**TEXT SEGMENT:**
>>>

Philly Bongoley Lutaaya was an icon of Ugandan music, and with his song titled "Alone," he changed the face of the AIDS fight in Uganda, even changed the country itself. Lutaaya publicly announced that he was HIV-positive just before releasing "Alone," a song that shared his pain and loneliness in living with the virus.

When Philly Lutaaya released "Alone," he set a precedent for arts-based health activism that's still going on in Uganda.

"Philly Lutaaya gave a human face to living with AIDS. He made it seem as if it was not a monstrous thing," says Joel Isabirye, a Ugandan music historian. "So from that point, I would say music became effective from Philly Lutaaya in Uganda, in dealing with stigmatization."

Many successful HIV awareness and support groups use music to attract their audience and deliver their message, but stigmatization and fear remain major stumbling blocks.

While most health education songs strive to break down stigma, some songs end up exacerbating the isolation of those living with HIV. One song's lyrics are, "Let me run away from you, run away from AIDS," and "Do not touch me, go away, take away your AIDS."

THE AIDS SUPPORT ORGANIZATION

The AIDS Support Organization, or TASO, is world-renowned for its success. TASO offers it all -- counseling, HIV screening, medical support, community outreach and education. The organization also has offices in nearly every urban center in Uganda.

"Music has played a significant role in TASO community mobilization and AIDS education," says TASO official Anne Kadumkasa. "Culturally, Ugandans love entertainment, they love dancing, they love listening to music, they love listening to the drums. So it has been a way of attracting people, entertaining them and at the same time, educating them."

TASO drama group members, although HIV-positive, are generally in good health, and are supported through counseling and medical monitoring. And they're a surprise for audiences who've never seen healthy and happy people living with the virus.

"The drama groups are very, very instrumental in breaking the ice between the community and the people that are HIV infected," says Kadumkasa. "So the community out there listens to them and watches them looking as healthy as they are, then starts to look at themselves, and later on go for HIV screening, and some of them do find they're HIV infected."

Following Philly Lutaaya's lead, the TASO songs are educational, but also honest and emotional.

TASO drama groups make an impact when they perform, but it's not limited to their audiences. Practice sessions become group therapy sessions for the drama group members.

<<<

**EXERCISE OBJECTIVE:** Can you continue the article on music and the fight against AIDS in Uganda, starting after its final sentence?

**RECORD EXCERPTS:**
>>>

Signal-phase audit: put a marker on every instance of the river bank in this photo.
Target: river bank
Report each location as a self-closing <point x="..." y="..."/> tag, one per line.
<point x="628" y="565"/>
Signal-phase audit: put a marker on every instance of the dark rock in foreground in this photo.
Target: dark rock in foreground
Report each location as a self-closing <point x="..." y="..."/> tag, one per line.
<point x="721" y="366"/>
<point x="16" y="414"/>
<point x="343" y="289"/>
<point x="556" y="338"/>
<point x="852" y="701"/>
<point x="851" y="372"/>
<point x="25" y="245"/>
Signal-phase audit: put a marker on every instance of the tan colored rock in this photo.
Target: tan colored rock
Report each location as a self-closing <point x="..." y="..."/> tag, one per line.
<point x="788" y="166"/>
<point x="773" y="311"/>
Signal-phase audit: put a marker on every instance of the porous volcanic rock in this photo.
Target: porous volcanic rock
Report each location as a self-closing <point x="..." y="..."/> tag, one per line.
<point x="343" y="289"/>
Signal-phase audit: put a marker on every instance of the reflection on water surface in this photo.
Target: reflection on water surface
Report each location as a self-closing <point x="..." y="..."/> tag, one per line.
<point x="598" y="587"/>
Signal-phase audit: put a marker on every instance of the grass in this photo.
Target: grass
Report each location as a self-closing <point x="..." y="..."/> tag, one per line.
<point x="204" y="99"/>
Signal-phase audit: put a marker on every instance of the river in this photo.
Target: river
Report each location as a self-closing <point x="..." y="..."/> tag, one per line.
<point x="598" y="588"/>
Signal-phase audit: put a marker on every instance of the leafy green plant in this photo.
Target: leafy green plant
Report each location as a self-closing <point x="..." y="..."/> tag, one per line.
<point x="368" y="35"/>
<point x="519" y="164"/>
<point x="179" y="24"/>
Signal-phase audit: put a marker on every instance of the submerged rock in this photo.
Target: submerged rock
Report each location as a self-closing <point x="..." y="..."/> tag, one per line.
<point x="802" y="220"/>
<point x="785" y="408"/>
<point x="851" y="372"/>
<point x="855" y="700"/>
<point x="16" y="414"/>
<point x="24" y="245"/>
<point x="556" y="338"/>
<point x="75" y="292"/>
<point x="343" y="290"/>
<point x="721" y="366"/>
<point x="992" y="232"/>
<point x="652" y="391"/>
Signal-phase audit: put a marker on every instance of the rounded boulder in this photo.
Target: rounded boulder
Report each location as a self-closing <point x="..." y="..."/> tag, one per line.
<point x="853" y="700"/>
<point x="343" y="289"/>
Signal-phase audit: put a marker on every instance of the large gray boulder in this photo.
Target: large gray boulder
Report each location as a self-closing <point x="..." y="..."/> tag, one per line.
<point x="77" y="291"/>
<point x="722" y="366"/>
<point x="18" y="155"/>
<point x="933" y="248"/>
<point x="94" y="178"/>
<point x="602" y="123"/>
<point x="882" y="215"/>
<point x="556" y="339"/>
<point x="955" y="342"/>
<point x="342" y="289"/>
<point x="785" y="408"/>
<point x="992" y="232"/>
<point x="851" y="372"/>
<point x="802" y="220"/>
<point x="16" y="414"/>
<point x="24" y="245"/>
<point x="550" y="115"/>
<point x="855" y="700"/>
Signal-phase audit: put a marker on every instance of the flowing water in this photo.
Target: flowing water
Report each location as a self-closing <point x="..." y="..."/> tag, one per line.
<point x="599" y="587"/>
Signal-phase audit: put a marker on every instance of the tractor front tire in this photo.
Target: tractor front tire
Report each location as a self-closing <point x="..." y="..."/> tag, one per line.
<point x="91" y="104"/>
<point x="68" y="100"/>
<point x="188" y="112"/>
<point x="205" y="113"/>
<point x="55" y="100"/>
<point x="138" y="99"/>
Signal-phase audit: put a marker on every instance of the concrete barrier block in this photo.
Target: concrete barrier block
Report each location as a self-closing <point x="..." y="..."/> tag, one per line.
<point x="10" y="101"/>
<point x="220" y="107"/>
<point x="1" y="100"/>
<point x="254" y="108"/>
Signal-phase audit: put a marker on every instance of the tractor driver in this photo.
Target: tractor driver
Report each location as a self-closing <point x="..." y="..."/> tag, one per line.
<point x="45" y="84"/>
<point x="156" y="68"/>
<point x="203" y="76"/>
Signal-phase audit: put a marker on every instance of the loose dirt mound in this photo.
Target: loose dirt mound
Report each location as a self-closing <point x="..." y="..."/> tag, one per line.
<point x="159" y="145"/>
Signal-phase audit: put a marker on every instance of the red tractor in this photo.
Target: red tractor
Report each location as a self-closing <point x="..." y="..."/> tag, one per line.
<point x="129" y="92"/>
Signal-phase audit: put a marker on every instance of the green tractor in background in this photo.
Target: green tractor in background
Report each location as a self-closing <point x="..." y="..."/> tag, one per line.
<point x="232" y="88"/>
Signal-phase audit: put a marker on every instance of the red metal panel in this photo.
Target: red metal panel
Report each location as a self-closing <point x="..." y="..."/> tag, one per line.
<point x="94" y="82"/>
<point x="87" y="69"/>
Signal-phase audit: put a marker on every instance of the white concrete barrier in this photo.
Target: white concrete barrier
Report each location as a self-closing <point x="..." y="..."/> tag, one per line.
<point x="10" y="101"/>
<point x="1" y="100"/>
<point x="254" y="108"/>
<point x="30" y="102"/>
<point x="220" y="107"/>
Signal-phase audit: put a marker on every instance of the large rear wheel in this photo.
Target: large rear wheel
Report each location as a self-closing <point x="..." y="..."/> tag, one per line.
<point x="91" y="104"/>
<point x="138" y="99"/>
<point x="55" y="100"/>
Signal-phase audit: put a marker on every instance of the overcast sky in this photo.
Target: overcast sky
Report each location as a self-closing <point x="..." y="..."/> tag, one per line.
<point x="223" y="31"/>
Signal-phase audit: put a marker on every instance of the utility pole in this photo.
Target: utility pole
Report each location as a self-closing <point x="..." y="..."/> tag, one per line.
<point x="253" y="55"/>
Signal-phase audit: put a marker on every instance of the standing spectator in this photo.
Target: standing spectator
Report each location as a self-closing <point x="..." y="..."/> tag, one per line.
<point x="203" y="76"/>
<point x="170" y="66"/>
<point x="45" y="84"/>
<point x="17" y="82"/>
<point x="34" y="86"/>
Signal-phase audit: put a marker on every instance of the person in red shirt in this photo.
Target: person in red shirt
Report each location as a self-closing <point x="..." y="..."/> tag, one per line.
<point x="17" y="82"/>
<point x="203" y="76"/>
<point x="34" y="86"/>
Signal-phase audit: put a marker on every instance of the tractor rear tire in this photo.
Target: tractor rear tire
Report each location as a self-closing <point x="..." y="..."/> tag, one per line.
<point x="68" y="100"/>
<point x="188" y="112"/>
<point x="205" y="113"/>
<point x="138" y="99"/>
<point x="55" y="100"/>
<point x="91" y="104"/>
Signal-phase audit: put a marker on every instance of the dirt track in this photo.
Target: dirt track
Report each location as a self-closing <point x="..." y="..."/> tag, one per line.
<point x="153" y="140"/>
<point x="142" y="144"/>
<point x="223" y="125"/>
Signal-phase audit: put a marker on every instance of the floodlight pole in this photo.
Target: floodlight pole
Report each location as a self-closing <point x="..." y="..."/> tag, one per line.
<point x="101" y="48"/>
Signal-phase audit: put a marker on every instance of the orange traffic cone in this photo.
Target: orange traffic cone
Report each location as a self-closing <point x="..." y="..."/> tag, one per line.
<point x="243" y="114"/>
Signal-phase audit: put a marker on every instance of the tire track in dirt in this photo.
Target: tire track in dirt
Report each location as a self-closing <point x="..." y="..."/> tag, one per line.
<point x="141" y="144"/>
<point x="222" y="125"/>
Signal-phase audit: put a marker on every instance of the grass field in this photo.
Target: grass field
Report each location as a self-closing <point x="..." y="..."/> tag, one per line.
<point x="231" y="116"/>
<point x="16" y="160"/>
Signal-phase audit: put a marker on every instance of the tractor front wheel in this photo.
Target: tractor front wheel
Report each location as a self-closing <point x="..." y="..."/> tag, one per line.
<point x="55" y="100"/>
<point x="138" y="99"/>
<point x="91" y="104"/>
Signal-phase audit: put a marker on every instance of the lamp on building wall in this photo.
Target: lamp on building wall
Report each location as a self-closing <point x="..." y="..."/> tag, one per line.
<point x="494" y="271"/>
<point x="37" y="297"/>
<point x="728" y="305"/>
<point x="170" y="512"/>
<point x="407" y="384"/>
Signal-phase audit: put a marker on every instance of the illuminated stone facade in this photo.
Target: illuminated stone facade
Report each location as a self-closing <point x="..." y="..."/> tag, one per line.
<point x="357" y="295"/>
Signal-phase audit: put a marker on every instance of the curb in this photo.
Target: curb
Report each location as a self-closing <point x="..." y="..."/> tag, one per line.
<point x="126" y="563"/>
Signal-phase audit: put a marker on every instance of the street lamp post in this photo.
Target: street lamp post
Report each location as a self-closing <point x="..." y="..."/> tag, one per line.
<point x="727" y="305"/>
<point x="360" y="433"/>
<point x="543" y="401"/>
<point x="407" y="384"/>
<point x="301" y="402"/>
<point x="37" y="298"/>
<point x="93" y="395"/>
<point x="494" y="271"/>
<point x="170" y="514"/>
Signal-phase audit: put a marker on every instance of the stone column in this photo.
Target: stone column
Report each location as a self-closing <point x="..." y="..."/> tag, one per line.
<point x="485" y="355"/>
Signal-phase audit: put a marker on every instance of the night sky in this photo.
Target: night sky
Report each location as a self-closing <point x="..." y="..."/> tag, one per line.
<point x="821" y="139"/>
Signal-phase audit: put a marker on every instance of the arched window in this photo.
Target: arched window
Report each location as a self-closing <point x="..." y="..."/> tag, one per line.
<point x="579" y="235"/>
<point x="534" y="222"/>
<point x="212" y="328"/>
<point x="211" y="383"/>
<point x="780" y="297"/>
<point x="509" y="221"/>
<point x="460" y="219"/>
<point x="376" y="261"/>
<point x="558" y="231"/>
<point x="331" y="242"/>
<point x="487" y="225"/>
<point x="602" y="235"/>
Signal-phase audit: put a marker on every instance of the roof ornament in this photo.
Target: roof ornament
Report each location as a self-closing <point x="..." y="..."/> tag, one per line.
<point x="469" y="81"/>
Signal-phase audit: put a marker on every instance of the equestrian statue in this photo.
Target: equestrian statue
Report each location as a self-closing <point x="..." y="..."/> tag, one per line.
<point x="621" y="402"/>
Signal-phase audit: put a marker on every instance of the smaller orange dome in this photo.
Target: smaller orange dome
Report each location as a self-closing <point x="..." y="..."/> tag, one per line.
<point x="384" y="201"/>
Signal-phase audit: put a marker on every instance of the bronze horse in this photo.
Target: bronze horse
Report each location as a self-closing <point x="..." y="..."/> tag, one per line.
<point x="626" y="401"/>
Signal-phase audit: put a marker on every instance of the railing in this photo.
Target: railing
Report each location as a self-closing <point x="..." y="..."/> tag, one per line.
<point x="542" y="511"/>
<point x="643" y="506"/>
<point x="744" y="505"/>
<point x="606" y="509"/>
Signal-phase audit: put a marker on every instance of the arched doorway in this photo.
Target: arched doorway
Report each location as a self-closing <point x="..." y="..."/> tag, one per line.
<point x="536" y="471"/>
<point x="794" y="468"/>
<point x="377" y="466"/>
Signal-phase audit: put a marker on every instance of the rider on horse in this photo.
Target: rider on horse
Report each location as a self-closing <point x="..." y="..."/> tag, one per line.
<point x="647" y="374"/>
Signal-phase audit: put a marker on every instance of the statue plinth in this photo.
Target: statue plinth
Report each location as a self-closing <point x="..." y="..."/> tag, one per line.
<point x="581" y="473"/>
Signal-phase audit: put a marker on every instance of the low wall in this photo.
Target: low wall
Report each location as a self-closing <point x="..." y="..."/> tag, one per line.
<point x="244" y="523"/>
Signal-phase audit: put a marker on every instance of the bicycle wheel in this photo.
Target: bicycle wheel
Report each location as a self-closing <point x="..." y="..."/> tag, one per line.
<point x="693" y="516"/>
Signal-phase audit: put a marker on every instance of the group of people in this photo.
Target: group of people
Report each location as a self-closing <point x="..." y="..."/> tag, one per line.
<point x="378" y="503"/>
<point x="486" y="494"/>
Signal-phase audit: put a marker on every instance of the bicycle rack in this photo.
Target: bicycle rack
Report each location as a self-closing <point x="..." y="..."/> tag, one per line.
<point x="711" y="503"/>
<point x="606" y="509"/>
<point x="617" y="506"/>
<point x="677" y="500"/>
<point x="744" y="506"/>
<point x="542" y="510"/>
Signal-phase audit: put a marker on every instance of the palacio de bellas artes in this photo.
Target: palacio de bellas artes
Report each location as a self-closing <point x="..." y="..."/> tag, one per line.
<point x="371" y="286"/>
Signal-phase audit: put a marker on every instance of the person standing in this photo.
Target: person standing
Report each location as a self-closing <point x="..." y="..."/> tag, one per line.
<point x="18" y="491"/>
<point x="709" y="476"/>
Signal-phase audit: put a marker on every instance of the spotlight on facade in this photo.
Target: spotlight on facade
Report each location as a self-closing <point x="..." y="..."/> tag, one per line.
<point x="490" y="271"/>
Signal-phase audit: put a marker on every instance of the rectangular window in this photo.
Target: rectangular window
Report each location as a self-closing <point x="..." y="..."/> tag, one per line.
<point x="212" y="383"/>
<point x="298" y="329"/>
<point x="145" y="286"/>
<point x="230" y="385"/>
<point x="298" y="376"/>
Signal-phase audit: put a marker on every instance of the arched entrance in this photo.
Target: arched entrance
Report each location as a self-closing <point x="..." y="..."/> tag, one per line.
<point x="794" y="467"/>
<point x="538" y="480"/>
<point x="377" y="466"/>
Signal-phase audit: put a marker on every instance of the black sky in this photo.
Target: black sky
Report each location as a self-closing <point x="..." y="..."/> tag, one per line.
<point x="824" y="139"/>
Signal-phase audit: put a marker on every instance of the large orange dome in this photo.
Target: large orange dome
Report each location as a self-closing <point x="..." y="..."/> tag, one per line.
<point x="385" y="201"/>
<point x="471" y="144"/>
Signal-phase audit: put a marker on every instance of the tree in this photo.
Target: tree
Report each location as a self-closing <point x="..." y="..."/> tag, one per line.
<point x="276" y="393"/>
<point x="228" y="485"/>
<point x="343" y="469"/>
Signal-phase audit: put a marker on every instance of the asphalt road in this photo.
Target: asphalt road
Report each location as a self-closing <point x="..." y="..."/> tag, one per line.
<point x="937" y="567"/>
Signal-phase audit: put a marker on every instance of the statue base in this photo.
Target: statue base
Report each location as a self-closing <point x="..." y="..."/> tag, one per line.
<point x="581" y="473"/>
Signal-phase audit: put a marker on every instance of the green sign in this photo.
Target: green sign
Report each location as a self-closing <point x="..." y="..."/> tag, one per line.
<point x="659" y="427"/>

<<<

**RESULT FOR THIS TASK:**
"When you come here, you joy, you sing, you dance," says Mahmoud Kayiwa, a member of TASO's drama group in Kampala. "You forget all about the disease. You start singing, you rejoice, you cannot get scared as you, when you are alone at home."

TASO drama group meetings all start with the same song, Philly Lutaaya's "Alone" -- a pop song that helped transform a nation and gave a human face to a terrible disease.

LOOKING TO THE FUTURE

We've looked at the ways that music provides health education and therapy around East Africa. We've listened to choirs in Malawi singing passionately in the face of death; also the modern poetry of Tanzania in Swahili hip-hop.

In Kenya, it was the forgotten voices of orphans living with HIV. We've learned that a single song has the power to lead an entire nation, Uganda, on a path of transformation. In these countries and across sub-Saharan Africa, music is a crucial element of HIV prevention.

Music, though, is not enough. Gender inequality continues to spread the virus. Governments burdened with mountains of debt have limited resources for social services and prevention efforts. International aid in some cases has to filter through corrupt organizations.

But the real tragedy of the HIV pandemic is that every death is preventable. With antiretroviral therapy, people with HIV in sub-Saharan Africa can live longer, healthier lives. HIV could be a chronic condition, managed in much the same way as diabetes.

But until treatment is readily available, residents at the heart of this epidemic have no choice but to fight with the tools at hand -- their voices joined in song.